THE TASK: Make an exact copy of all the entries, with the pictures left out.

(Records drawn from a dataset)
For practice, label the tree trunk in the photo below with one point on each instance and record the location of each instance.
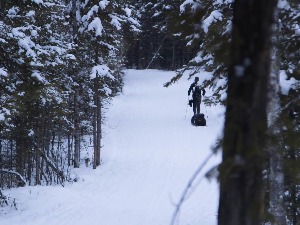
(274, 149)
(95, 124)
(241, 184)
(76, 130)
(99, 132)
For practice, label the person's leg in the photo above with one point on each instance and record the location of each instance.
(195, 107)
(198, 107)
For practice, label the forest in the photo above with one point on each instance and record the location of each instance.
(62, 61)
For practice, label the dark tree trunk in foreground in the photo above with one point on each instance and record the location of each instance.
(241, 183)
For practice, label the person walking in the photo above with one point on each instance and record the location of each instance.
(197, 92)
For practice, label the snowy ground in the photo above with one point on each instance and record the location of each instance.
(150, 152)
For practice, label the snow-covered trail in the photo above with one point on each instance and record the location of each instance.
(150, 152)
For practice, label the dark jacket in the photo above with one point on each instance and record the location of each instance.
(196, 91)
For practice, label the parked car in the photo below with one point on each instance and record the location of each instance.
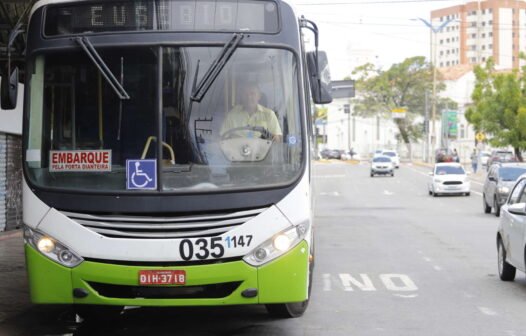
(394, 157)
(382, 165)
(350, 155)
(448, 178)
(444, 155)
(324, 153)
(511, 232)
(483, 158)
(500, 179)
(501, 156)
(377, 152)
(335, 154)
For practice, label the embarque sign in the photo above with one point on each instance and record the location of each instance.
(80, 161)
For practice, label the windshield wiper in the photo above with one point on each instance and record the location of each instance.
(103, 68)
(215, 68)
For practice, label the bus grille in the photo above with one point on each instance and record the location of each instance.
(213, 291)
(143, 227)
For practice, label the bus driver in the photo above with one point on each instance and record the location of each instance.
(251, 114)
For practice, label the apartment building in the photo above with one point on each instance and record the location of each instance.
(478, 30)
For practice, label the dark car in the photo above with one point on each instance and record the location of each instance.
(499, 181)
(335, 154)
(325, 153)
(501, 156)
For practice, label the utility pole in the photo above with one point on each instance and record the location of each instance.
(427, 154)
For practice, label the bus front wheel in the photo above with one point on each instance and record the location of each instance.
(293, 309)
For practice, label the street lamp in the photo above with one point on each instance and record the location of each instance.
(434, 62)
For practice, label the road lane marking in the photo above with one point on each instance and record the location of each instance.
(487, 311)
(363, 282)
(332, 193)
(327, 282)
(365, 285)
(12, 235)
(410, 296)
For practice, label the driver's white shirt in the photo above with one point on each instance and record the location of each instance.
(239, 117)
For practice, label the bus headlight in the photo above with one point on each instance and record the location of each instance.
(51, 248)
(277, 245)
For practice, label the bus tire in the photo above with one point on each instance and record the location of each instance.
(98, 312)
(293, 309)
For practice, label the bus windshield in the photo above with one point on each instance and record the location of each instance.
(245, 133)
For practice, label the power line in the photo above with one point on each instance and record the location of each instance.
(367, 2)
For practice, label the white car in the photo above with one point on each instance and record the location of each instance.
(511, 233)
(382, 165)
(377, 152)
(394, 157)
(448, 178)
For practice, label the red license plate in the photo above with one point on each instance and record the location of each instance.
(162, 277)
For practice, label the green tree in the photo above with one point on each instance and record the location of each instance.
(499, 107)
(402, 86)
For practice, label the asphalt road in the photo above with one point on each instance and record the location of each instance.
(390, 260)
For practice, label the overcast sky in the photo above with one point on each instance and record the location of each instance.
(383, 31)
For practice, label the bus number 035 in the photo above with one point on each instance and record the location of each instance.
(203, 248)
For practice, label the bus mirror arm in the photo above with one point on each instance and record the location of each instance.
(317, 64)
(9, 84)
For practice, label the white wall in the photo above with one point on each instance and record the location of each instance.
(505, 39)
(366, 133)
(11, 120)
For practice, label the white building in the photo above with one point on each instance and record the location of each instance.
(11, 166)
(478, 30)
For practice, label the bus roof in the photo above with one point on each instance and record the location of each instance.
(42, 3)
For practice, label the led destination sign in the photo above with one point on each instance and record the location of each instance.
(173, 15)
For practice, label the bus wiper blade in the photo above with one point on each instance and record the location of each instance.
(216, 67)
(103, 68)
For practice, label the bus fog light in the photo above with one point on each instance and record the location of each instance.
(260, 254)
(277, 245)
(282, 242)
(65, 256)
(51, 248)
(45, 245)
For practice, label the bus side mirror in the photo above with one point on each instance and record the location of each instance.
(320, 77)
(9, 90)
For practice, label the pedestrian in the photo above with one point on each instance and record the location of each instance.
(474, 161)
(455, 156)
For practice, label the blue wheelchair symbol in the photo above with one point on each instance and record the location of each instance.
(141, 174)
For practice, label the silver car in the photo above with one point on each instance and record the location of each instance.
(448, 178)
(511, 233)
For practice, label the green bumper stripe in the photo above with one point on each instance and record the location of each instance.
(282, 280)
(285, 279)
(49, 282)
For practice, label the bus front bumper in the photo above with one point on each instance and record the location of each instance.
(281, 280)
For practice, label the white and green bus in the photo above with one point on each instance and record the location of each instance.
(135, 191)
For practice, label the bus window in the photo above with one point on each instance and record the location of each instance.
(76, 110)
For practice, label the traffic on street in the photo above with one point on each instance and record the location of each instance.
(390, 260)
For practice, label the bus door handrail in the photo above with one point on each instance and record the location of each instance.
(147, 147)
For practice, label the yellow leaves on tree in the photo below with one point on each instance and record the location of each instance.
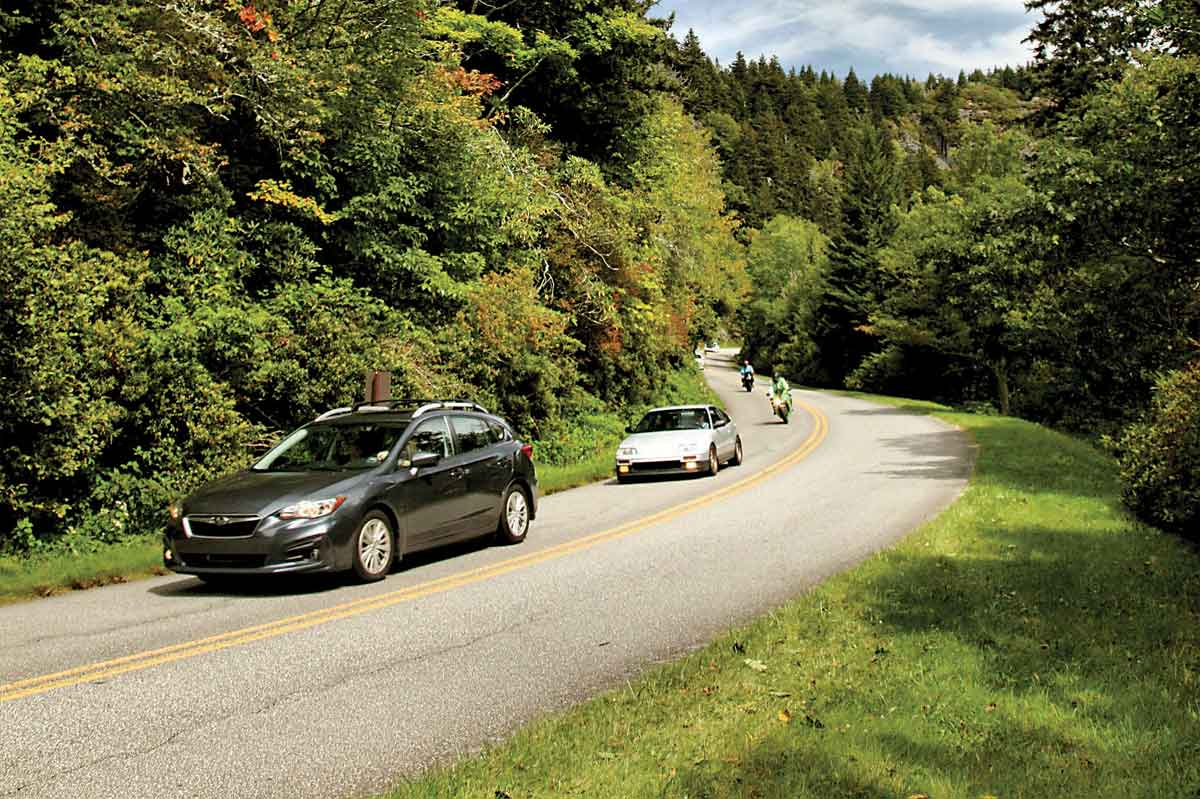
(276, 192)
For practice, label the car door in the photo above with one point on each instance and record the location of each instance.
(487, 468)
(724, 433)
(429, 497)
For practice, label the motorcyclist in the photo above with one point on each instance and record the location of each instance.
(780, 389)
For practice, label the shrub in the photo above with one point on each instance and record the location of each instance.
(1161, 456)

SOLUTION TO THE PROBLEM:
For practice, label the tree trunk in the photo below with one point on each instance and record the location of each instance.
(274, 149)
(95, 124)
(241, 184)
(76, 130)
(99, 132)
For practice, label the person's leg in the photo above with one point on each instance and record the location of each instance.
(195, 107)
(198, 107)
For practice, label the forest in the photo above with one point on each instance and record the location of each instance.
(62, 61)
For practice, label the dark tree trunk in foreground in the photo above with one point on each instance and record the location of each instance.
(241, 183)
For practice, label the person walking in the photo above with one point on each instance and record the location of each instance.
(197, 92)
For practice, label the snowy ground in the photo above with one point on each instance and record the location of each instance.
(150, 152)
For practice, label the snow-covered trail in the photo above with one point on each instance and record the location of each instance.
(150, 152)
For practice, label the dark jacket in the photo above with one point on each instance and record the location of each instance.
(196, 91)
For practice, label the parked car in the photo below with one point on each instance and record the location of each instance.
(394, 157)
(382, 165)
(350, 155)
(448, 178)
(444, 155)
(324, 153)
(511, 232)
(483, 158)
(500, 179)
(501, 156)
(377, 152)
(335, 154)
For practice, label the embarque sign in the photo above with one point on each instance and record the location of each instance.
(80, 161)
For practice, label the windshield wiper in the photo above with one point on each instance and record the location of each instance.
(103, 68)
(215, 68)
For practice, label the bus grille in the photo above with one point on each instance and record the location of each instance.
(213, 291)
(143, 227)
For practice, label the bus driver in the photo above with one point on each instance and record the location of each instance.
(251, 114)
For practice, label the apartment building in the photo above with one point on each instance and record the location of each instance.
(478, 30)
For practice, label the dark car in the photo above with one point on each instance and record the location of each instance.
(499, 181)
(335, 154)
(325, 153)
(501, 156)
For practice, label the utility pole in the photo above with one point on each instance and record the location of each instance.
(427, 154)
For practice, label the bus front wheel in the photo above with one point on each instance and record the location of each instance.
(293, 309)
For practice, label the street lamp in the photo above with one point on each instance and record the location of each instance.
(434, 62)
For practice, label the road lane marking in the photo above with one point on each instance and record the location of each instance.
(487, 311)
(363, 282)
(332, 193)
(327, 282)
(365, 285)
(12, 235)
(410, 296)
For practice, label the driver's white shirt in the photo above with one point on each instance and record the location of each instance.
(239, 117)
For practice, label the bus headlight in the photo above with one point on each instance and record the location of each instance.
(51, 248)
(277, 245)
For practice, label the bus tire in the photo above with one point on each instance and record the location of each instance.
(98, 312)
(293, 309)
For practice, label the bus windshield in the photo above with one point on each instance and record the location of each instance.
(245, 133)
For practice, label the power line in the photo above with one point on each instance and record the location of each instance.
(367, 2)
For practice, label the white car in the photo above with one point on each instance and record the location of each instance.
(511, 233)
(382, 165)
(377, 152)
(394, 157)
(448, 178)
For practice, label the red license plate in the photo above with one point on each instance and record the location of each instance.
(162, 277)
For practice, label the green tree in the photo above with one point on each instance and record the location of each instance.
(499, 107)
(402, 86)
For practice, label the asphalt road in the photo above with one point on each instance and record the location of each instance.
(390, 260)
For practice, label the overcast sky in the photo above with one point on each instance and record the location of each instance.
(383, 31)
For practice, label the bus number 035 in the photo above with one point on each instance and record the location of each instance.
(203, 248)
For practice, label the bus mirror arm in the photo above with one point on each instance and record the location of each instance.
(317, 64)
(9, 84)
For practice, label the white wall in the photo above with one point on each instance and record the location of each instance.
(505, 39)
(366, 133)
(11, 120)
For practice, label the white building in the photo above with one point on each instance and record the location of each instance.
(11, 166)
(478, 30)
For practice, label the bus roof in the photo above with one point on each instance and record the location of each instance.
(42, 3)
For practice, label the led destination sign in the photo above with one point on each instance and record the location of each instance.
(173, 15)
For practice, label the bus wiper blade in the photo above with one point on each instance and record the location of each instance.
(216, 67)
(103, 68)
For practice, label the bus fog light in the photo above with one point on each instance and record the location of each instance.
(260, 254)
(277, 245)
(282, 242)
(65, 256)
(51, 248)
(45, 245)
For practice, label the bus side mirror in the photo above with one point on each instance and record the location of each instance.
(320, 77)
(9, 90)
For practice, label the pedestrian in the photo above with one point on each instance and record the location of each instance.
(474, 161)
(455, 156)
For practice, label the blue wheelchair symbol in the photo above with one point on each instance and record the location of each instance.
(141, 174)
For practice, label the silver car in the photo above with one point on each instance and record the location of each instance.
(448, 178)
(511, 233)
For practice, label the green bumper stripe in the photo above with one point on each instance and record the location of each instance.
(282, 280)
(285, 279)
(49, 282)
For practice, label the bus front bumper in the photo above with one point on each instance and record the location of each instance.
(281, 280)
For practice, label the white and green bus in the photo above with one point on each instance and record the location of each instance.
(135, 191)
For practice, label the bus window in the photo above with one point on each instance and record the location of each instance.
(76, 110)
For practice, label the traffic on street in the photo above with one point on each instance and record the location of each instance.
(390, 260)
For practice, label the bus door handrail in the photo above with one point on each instance and record the location of each instance.
(147, 147)
For practice, label the yellow leaves on tree in the photo below with one point on each instance and record the location of each instance.
(276, 192)
For practice, label the car door in the photo above with one point on each instance and record the location of each instance.
(487, 468)
(724, 433)
(429, 497)
For practice, label the motorcyclist in the photo above with one point on each instance and record the location of each instance.
(780, 389)
For practice, label the shrub in the photo above with one point on each instance and record the location of each instance.
(1161, 456)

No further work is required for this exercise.